Stored items:
'''

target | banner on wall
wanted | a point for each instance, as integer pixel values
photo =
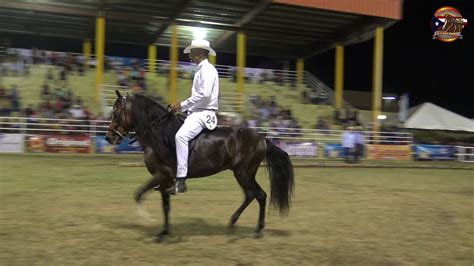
(333, 150)
(301, 149)
(59, 143)
(12, 143)
(388, 152)
(434, 152)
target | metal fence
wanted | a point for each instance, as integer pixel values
(35, 125)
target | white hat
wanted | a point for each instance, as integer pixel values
(202, 44)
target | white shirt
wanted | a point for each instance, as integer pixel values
(348, 139)
(205, 91)
(359, 138)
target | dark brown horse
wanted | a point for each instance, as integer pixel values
(241, 150)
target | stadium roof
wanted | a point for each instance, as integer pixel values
(278, 28)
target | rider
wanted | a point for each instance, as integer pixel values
(201, 107)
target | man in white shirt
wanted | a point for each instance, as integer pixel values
(201, 107)
(348, 141)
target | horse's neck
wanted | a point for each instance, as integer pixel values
(157, 136)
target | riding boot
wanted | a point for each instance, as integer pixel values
(179, 186)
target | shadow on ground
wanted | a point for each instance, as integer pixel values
(192, 226)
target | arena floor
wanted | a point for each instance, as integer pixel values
(73, 209)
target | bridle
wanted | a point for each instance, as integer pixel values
(123, 101)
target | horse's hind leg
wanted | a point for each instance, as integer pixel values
(261, 198)
(153, 182)
(249, 194)
(166, 209)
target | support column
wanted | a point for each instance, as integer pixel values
(377, 78)
(339, 76)
(99, 52)
(300, 72)
(86, 51)
(173, 73)
(152, 58)
(212, 59)
(241, 53)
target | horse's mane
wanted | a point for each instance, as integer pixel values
(153, 122)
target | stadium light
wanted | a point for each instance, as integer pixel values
(199, 33)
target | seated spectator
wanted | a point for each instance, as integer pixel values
(77, 112)
(45, 94)
(5, 103)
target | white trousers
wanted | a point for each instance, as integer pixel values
(193, 125)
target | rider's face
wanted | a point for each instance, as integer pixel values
(195, 56)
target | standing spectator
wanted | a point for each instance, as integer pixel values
(348, 141)
(359, 144)
(14, 99)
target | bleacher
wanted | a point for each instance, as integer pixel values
(285, 95)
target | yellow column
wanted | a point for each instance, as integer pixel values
(174, 63)
(299, 71)
(241, 50)
(339, 75)
(86, 51)
(152, 58)
(377, 75)
(212, 59)
(99, 53)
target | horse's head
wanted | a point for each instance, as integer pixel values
(121, 123)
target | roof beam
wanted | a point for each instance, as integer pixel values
(180, 7)
(360, 31)
(243, 21)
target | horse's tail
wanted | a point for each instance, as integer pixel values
(281, 173)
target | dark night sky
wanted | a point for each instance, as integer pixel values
(428, 69)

'''

# Your instructions
What is needed is each line from the records with the word "shirt" in it.

# Task result
target | white shirt
target | man in white shirt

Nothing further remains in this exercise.